## GOALS
(A) In the November 2007 blog posts below, at which company did the writer's team use the saying "Can you monetise it?" to test ideas?
(B) List every feature the writer wants in a dream RSS reader, according to the November 2007 blog posts below.
(C) Write a continuation of the November 2007 blog posts below, picking up after their final sentence.

== PASSAGE

Archive for November, 2007

My Dream RSS Reader

Thursday, November 29th, 2007

I dropped two generalist feeds from my Google RSS Reader, both well ranked and known. I’m convinced feeds need to be specific. These feeds publish a couple of good posts per quarter but the rest of the content (such as US election candidates) I couldn’t care less about. I want specific information else in some cases everything from an identity or a friend.

Some people might only be interested in my trading views as an example. I had a spike in traffic which seemed to be internal Microsoft people checking out my Facetime for Microsoft Bought Cheap post. However I doubt they would be interested in my personal content. To support specific RSS content better we really need a couple of elements. Mainstream bloggers adopting multiple feed approach instead of one bulk feed. Otherwise better filtering mechanisms in RSS readers. There’s other ways but these seem the most probable and some are already in play.

The old economy data management shops like Reuters and Bloomberg have a lot to teach the Y-Gen reader developers.

My dream RSS reader would:

  • give me tight 1 line snippets of blog posts in a list.
  • allow me to exclude posts using tag filters.
  • allow me to adjust font size so I can jam more posts in a page.
  • add posts in from the top, waterfall style.
  • highlight new post arrivals.

Facebook in the Workplace

Thursday, November 29th, 2007

At Deutsche Bank we had a saying for idea testing. “Can you monetise it?” Systems can be like a salesperson. If you are going to buy into the value add argument would you employ Facebook to distract hundreds of employees? Facebook and it’s fans claim it brings many advantages to business. What is the opportunity cost of those employee Facebook hours? Could you spend them on something else?

I’ll be controversial on this one and say it should be disallowed. The ratio of distraction to value-add is heavily skewed against giving staff access in the workplace. The coal face reality is that this thing isn’t getting stuff done. It’s not creating massive networking opportunities that the same time spent working on other social media could. It’s not high quality content with high IP value. It’s not producing widgets. It’s not paying you any money. It sucks time. Time is money.

I can’t see an easy way to monetise it from a business perspective. Sure you can pick up some networking value but it’s limited relative to those Facebook Hours better spent on hard core CRM systems such as Salesforce.com that drive workflow, lead generation and networking. These systems create business opportunity. Alternately, I’d put those Facebook hours into using a system like a Wiki to collect employee ideas on business improvement, planning and sales strategy.

====
== PROVIDED MATERIAL

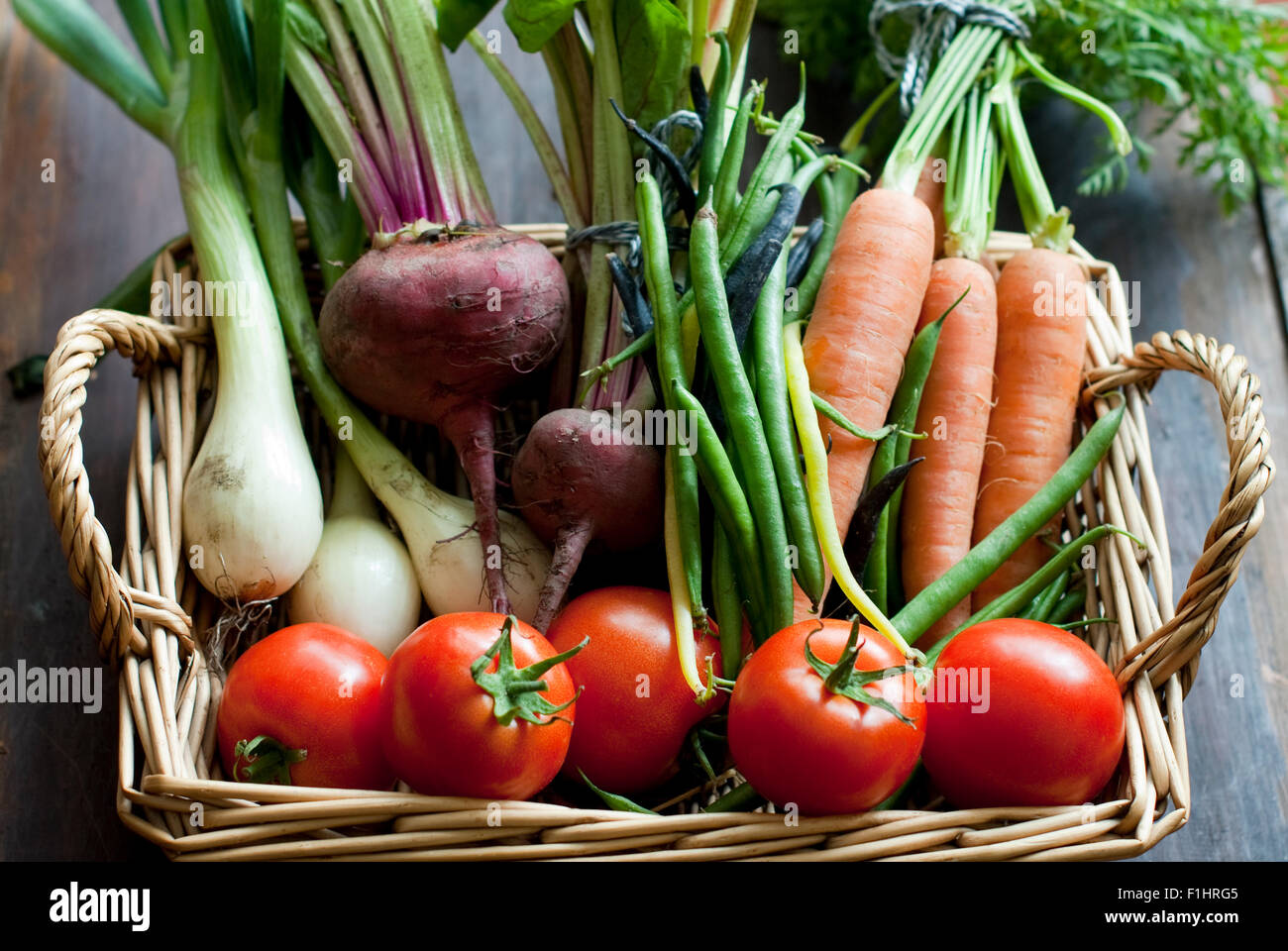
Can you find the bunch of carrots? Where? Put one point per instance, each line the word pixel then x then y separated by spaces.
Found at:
pixel 996 406
pixel 876 403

====

## TASK-BY-TASK RESULTS
(A) Deutsche Bank

(B)
- Tight one-line snippets of blog posts in a list
- Excluding posts with tag filters
- Adjustable font size to fit more posts on a page
- New posts added at the top, waterfall style
- Highlighting of new post arrivals

(C)
Facebook Hate

Thursday, November 29th, 2007

All this Facebook hate is misguided. The reality is that Facebook users and Facebook are in a bi-lateral agreement after terms are accepted. Then Facebook provides the ability to let users show what they want in the application. In some cases they don’t give the user choice such as this new feature of revealing what you buy to your friends when you make purchases in certain way. If you are a user of Facebook and you no longer like ‘the terms’ then you can leave. Vote with your wallet, I do! Many bloggers have suggested a commercially naive idea. They are suggesting both the user and Facebook have terms. This sounds like a complicated version of permissioning to me. Businesses (web based and otherwise) simply can’t do custom bi-lateral agreements for millions of users in a low value product (actually free in this case).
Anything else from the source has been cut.